▸ **Material supplied**
+ + + +

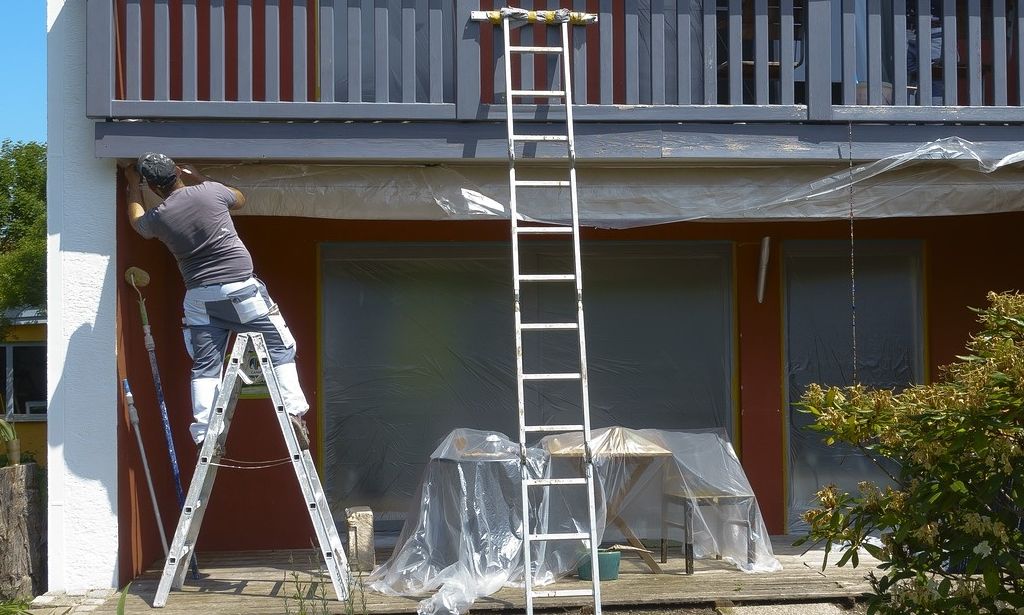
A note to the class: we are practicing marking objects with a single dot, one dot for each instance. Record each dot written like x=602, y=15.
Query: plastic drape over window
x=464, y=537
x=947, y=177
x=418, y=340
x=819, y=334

+ + + +

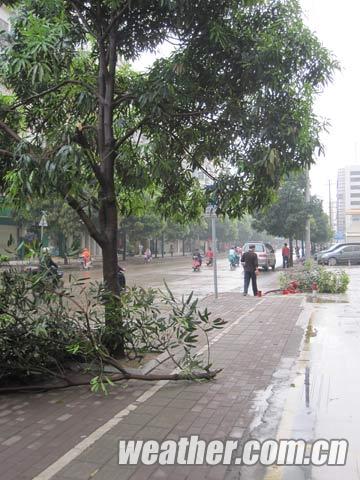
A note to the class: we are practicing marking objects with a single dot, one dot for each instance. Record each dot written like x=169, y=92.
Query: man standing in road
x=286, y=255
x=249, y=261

+ + + +

▸ **Exercise brief**
Pull out each line in the rows above that contains the string "like", treating uppercase and lowercase letters as distinct.

▸ **Written solution**
A note to the class: we are practicing marking objects with a single dot, one dot for each instance. Record each dot written like x=602, y=15.
A note to the class: we are practicing marking objects with a single dot, one dot for each instance. Record each dot written like x=169, y=92.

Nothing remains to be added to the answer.